Exercise prompt: Your reproduction of the entries should be exact and should contain no pictures.

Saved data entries
------------------------------------------------------------
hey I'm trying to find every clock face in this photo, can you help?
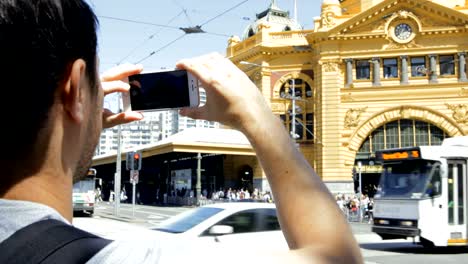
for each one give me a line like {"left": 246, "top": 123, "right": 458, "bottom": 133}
{"left": 394, "top": 23, "right": 413, "bottom": 40}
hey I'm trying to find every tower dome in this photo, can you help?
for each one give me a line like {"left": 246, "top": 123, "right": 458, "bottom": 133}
{"left": 242, "top": 0, "right": 302, "bottom": 40}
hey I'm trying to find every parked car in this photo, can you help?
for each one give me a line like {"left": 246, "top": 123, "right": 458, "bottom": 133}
{"left": 151, "top": 202, "right": 288, "bottom": 251}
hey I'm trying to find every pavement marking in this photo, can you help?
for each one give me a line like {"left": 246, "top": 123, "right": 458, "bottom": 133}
{"left": 147, "top": 215, "right": 166, "bottom": 220}
{"left": 147, "top": 220, "right": 163, "bottom": 226}
{"left": 99, "top": 207, "right": 186, "bottom": 216}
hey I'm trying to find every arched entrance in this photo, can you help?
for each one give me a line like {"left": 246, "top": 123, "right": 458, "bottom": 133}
{"left": 347, "top": 106, "right": 465, "bottom": 197}
{"left": 354, "top": 118, "right": 448, "bottom": 197}
{"left": 238, "top": 165, "right": 253, "bottom": 192}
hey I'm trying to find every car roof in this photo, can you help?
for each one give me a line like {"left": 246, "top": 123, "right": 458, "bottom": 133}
{"left": 202, "top": 202, "right": 276, "bottom": 210}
------------------------------------------------------------
Finished exercise:
hey I'm trying to find every clock face in this photo, can you help?
for each one give me a line like {"left": 246, "top": 123, "right": 458, "bottom": 133}
{"left": 394, "top": 23, "right": 413, "bottom": 40}
hey I'm trying to find every tower dome in this photo, can you help?
for each one give me a line like {"left": 246, "top": 123, "right": 458, "bottom": 133}
{"left": 242, "top": 0, "right": 302, "bottom": 40}
hey I'm trying to find every parked car in this photo, can you help?
for each one give me a line like {"left": 246, "top": 123, "right": 458, "bottom": 133}
{"left": 151, "top": 202, "right": 288, "bottom": 251}
hey I'm trying to find every pavement marking in this photo, can you help?
for each one give me a line like {"left": 246, "top": 123, "right": 458, "bottom": 133}
{"left": 147, "top": 215, "right": 166, "bottom": 220}
{"left": 147, "top": 220, "right": 163, "bottom": 226}
{"left": 99, "top": 207, "right": 186, "bottom": 216}
hey I'm trying to find every arched entrance in this photo, can you help?
for each one give me a line like {"left": 246, "top": 123, "right": 458, "bottom": 133}
{"left": 347, "top": 106, "right": 465, "bottom": 197}
{"left": 354, "top": 118, "right": 448, "bottom": 197}
{"left": 238, "top": 165, "right": 253, "bottom": 192}
hey I'm trying to find every car roof in this photo, can you help?
for each one give me a line like {"left": 246, "top": 123, "right": 458, "bottom": 133}
{"left": 202, "top": 202, "right": 276, "bottom": 210}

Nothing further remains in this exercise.